─── SOURCE PASSAGE
Re: [PATCH 2/2] files-backend: don't rewrite the `packed-refs` file unnecessarily

2017-10-26 Thread Michael Haggerty
On 10/26/2017 08:46 AM, Junio C Hamano wrote:
> Michael Haggerty  writes:
> 
>> Even when we are deleting references, we needn't overwrite the
>> `packed-refs` file if the references that we are deleting are not
>> present in that file. Implement this optimization as follows:
> 
> This goal I can understand.  files-transaction-prepare may see a
> deletion and in order to avoid a deletion of a ref from the
> file-backend to expose a stale entry in the packed-refs file, it
> prepares a transaction to remove the same ref that might exist in
> it.  If it turns out that there is no such ref in the packed-refs
> file, then we can leave the packed-refs file as-is without
> rewriting.
> 
>> * Add a function `is_packed_transaction_noop()`, which checks whether
>>   a given packed-refs transaction doesn't actually have to do
>>   anything. This function must be called while holding the
>>   `packed-refs` lock to avoid races.
> 
> This checks three things only to cover the most trivial case (I am
> perfectly happy that it punts on more complex cases).  If an update
> 
>  - checks the old value,
> 
>  - sets a new value, or
> 
>  - deletes a ref that is not on the filesystem,
> 
> it is not a trivial case.  I can understand the latter two (i.e. We
> are special casing the deletion, and an update with a new value is
> not.  If removing a file from the filesystem is not sufficient to
> delete, we may have to rewrite the packed-refs), but not the first
> one.  Is it because currently we do not say "delete this ref only
> when its current value is X"?

It wouldn't be too hard to allow updates with REF_HAVE_OLD to be
optimized away too. I didn't do it because

1. We currently only create updates for that packed_refs backend with
REF_HAVE_OLD turned off, so such could would be unreachable (and
untestable).

2. I wanted to keep the patch as simple as possible in case you decide
to merge it into 2.15.

There would also be a little bit of a leveling violation (or maybe the
function name is not ideal). `is_packed_transaction_noop()` could check
that `old_oid` values are correct, and if they all are, declare the
transaction a NOOP. (It wasn't *really* a NOOP, but its OP, namely
checking old values, has already been carried out.) But what if it finds
that an `old_oid` was incorrect? Right now
`is_packed_transaction_noop()` has no way to report something like a
TRANSACTION_GENERIC_ERROR.

It could be that long-term it makes more sense for this optimization to
happen in `packed_transaction_prepare()`. Except that function is
sometimes called for its side-effects, like sorting an existing file, in
which case overwriting the `packed-refs` file shouldn't be optimized away.

So overall it seemed easier to punt on this optimization at this point.

> Also it is not immediately obvious how the "is this noop" helper is
> checking the absence of the same-named ref in the current
> packed-refs file, which is what matters for the correctness of the
> optimization.
──────
• REQUESTS:
[a] In the packed-refs discussion, which kinds of update make a case non-trivial for the noop check?
[b] Write the next part of the packed-refs discussion, picking up right after its final line.
─── DATA SUPPLIED
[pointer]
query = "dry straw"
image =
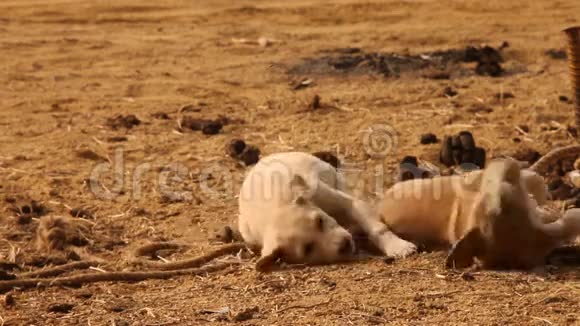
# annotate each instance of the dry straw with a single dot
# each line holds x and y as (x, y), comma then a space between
(573, 34)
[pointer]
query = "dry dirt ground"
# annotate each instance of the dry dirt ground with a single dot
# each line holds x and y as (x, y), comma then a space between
(68, 66)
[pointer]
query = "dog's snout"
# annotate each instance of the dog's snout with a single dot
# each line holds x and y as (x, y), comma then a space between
(346, 247)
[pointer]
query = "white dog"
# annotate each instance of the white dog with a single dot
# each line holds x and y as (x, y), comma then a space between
(296, 208)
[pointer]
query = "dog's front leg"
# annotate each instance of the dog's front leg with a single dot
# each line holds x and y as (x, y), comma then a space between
(379, 233)
(348, 210)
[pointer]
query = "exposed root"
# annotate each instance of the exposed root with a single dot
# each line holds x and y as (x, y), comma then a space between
(571, 152)
(58, 233)
(152, 248)
(198, 261)
(79, 280)
(50, 272)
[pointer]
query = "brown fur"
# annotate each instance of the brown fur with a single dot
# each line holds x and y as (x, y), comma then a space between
(488, 215)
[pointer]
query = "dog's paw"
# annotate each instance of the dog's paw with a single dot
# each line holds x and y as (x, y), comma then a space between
(399, 248)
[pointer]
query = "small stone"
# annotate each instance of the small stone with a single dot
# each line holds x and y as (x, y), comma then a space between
(211, 128)
(9, 300)
(448, 91)
(429, 138)
(235, 147)
(64, 308)
(250, 156)
(467, 276)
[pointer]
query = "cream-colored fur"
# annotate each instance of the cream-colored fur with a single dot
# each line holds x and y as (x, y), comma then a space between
(296, 208)
(491, 215)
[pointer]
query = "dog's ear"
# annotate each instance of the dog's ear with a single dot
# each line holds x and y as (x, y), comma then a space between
(268, 259)
(464, 251)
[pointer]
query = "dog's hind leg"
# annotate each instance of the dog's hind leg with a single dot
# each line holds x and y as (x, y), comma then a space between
(565, 228)
(349, 210)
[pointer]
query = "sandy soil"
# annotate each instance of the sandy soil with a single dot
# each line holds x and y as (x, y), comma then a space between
(67, 66)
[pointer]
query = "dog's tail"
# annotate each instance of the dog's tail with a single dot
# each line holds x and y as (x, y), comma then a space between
(501, 178)
(566, 228)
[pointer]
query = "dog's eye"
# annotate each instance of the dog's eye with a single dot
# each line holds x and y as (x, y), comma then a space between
(308, 248)
(319, 223)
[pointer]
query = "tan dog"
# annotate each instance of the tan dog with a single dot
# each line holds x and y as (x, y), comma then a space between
(296, 208)
(487, 215)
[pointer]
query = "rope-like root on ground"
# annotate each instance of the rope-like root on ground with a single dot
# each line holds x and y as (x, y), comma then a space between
(198, 261)
(49, 272)
(79, 280)
(571, 152)
(162, 271)
(152, 248)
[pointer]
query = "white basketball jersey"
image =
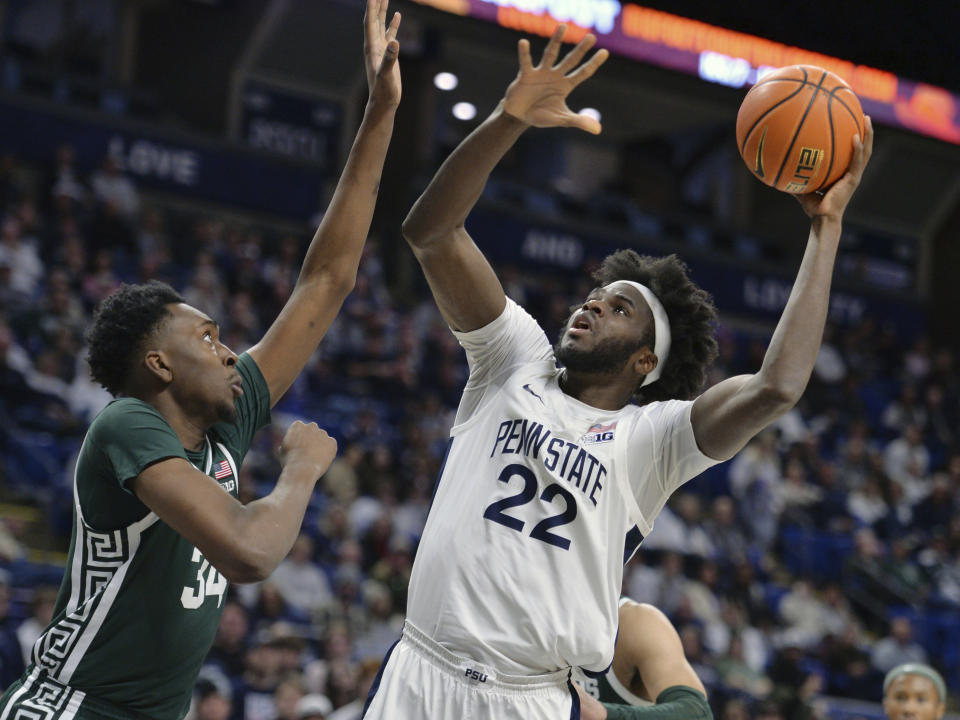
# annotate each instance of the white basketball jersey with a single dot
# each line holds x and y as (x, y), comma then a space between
(540, 502)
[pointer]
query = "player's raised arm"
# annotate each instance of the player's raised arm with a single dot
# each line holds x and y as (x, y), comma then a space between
(727, 415)
(244, 542)
(465, 287)
(330, 268)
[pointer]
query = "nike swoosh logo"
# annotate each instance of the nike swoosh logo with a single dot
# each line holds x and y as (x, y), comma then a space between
(758, 168)
(527, 388)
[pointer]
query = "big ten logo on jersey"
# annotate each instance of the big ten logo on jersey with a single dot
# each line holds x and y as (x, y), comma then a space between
(807, 165)
(599, 433)
(210, 583)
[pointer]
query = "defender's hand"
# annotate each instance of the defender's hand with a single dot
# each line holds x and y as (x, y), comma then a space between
(380, 50)
(831, 204)
(590, 709)
(538, 95)
(309, 444)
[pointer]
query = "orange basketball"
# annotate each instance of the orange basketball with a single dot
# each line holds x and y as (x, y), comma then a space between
(795, 128)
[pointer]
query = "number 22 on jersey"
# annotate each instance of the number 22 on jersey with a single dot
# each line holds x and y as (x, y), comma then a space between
(210, 583)
(542, 530)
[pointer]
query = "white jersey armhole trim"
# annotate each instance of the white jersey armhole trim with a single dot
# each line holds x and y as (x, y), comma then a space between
(622, 481)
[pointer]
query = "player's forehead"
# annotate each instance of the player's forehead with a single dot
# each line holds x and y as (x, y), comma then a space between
(185, 314)
(620, 288)
(185, 320)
──────
• ANSWERS FOR THE EXERCISE:
[a]
- checks the old value
- sets a new value
- deletes a ref that is not on the filesystem

[b]
The check is in the second loop in `is_packed_transaction_noop()`:

if (!refs_read_raw_ref(ref_store, update->refname,
   oid.hash, &referent, &type) ||
errno != ENOENT) {
/*
 * We might have to actually delete that
 * reference -> not a NOOP.
 */
ret = 0;
break;
}

If the refname doesn't exist, then `refs_read_raw_ref()` returns -1 and
sets errno to ENOENT, and the loop continues. Otherwise we exit with a
value of 0, meaning that the transaction is not a NOOP.

There are a lot of double-negatives here. It might be easier to follow
the logic if the sense of the function were inverted:
`is_packed_transaction_needed()`. Let me know if you have a strong
feeling about it.

Michael


Re: [PATCH 2/2] files-backend: don't rewrite the `packed-refs` file unnecessarily

2017-10-25 Thread Junio C Hamano
Michael Haggerty  writes:

> Even when we are deleting references, we needn't overwrite the
> `packed-refs` file if the references that we are deleting are not
> present in that file. Implement this optimization as follows:

This goal I can understand.  files-transaction-prepare may see a
deletion and in order to avoid a deletion of a ref from the
file-backend to expose a stale entry in the packed-refs file, it
prepares a transaction to remove the same ref that might exist in
it.  If it turns out that there is no such ref in the packed-refs
file, then we can leave the packed-refs file as-is without
rewriting.

> * Add a function `is_packed_transaction_noop()`, which checks whether
>   a given packed-refs transaction doesn't actually have to do
>   anything. This function must be called while holding the
>   `packed-refs` lock to avoid races.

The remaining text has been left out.